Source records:
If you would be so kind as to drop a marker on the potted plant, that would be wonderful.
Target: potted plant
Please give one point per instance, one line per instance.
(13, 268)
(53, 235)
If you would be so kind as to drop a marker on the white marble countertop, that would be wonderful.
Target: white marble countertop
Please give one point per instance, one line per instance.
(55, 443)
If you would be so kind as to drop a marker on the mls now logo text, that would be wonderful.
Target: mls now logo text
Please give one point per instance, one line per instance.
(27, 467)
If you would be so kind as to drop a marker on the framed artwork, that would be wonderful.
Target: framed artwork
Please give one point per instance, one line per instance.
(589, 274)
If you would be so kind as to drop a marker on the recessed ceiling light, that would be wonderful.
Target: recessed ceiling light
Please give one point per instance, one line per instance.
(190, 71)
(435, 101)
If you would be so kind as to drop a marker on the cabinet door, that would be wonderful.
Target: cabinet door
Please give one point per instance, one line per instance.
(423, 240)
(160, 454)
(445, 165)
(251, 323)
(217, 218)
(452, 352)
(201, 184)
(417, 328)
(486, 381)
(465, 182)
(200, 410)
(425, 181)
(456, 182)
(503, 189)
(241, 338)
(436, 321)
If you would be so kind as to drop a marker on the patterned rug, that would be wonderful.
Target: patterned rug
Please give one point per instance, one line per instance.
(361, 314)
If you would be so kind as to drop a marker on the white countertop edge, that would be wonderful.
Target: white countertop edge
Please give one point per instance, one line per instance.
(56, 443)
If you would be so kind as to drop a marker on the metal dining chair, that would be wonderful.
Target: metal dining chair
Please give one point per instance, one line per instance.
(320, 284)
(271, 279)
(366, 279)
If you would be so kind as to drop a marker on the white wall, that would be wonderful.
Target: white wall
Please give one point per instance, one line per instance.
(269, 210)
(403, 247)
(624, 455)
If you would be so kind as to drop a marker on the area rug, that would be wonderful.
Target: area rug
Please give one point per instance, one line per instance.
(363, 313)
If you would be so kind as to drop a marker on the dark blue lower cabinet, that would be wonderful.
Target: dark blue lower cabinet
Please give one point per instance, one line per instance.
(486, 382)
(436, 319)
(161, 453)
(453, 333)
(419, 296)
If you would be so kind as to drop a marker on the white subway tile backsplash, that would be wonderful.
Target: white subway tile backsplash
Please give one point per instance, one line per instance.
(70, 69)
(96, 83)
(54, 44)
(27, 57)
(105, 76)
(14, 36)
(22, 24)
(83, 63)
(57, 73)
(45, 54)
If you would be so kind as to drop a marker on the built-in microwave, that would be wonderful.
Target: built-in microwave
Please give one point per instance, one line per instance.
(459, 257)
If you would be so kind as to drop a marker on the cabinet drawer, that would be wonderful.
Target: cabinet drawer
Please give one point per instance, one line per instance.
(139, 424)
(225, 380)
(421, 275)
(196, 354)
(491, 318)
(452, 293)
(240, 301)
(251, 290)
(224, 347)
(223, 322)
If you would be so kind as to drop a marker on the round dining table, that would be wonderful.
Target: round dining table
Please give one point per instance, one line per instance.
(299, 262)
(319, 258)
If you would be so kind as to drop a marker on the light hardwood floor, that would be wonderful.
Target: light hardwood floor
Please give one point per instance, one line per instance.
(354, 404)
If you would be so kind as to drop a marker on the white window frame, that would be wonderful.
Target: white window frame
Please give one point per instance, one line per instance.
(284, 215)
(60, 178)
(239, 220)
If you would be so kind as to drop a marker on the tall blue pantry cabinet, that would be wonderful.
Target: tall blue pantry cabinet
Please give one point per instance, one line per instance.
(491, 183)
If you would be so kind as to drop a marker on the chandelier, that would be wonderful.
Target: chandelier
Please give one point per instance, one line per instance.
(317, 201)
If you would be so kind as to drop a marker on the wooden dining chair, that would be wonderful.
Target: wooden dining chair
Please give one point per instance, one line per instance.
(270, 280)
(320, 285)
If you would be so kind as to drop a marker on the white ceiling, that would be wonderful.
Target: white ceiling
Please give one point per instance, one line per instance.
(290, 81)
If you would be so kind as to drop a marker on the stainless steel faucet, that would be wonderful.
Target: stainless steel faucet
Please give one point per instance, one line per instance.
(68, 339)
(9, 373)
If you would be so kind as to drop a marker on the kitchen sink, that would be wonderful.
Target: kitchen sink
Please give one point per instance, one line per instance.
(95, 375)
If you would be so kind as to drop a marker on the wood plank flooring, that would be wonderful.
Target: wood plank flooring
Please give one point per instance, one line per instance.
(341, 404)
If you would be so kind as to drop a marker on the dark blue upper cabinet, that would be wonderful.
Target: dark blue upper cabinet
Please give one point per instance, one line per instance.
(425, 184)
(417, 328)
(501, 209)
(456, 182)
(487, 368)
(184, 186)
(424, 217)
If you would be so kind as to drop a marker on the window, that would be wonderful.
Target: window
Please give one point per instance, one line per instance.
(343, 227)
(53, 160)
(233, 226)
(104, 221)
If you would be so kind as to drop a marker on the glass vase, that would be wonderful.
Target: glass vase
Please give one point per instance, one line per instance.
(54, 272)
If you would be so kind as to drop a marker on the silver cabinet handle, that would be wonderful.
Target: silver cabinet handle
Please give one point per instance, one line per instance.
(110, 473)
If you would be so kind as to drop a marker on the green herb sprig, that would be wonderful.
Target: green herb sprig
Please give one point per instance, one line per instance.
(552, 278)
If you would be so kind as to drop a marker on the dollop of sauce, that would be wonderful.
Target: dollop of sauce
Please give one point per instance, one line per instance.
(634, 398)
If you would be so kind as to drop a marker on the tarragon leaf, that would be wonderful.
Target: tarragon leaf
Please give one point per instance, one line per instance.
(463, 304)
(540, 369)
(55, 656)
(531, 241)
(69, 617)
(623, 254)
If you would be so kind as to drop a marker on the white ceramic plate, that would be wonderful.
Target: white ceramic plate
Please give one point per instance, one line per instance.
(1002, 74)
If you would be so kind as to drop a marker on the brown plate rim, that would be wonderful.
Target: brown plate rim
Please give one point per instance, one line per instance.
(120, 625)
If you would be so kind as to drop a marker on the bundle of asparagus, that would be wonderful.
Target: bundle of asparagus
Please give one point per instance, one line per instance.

#### [WHAT TO PRODUCE]
Each line from the one holding "plate, that would be wonderful." to the end of the entries is to be written out exactly. Skip every line before it.

#### [SOLUTION FOR THIS EXERCISE]
If you would be so kind as to drop a marker on the white ceramic plate, that would be wonderful.
Target: white ceramic plate
Please give one point per instance, one line per instance.
(1002, 74)
If you would be so kind as to drop a marker on the brown plate rim, that would be wonderful.
Target: brown plate rim
Please give one point per instance, one line per instance.
(120, 625)
If you would be so kind as to drop a marker on the bundle of asparagus, that would be wonderful.
Target: bundle of asparagus
Please give one point per instance, one line per instance.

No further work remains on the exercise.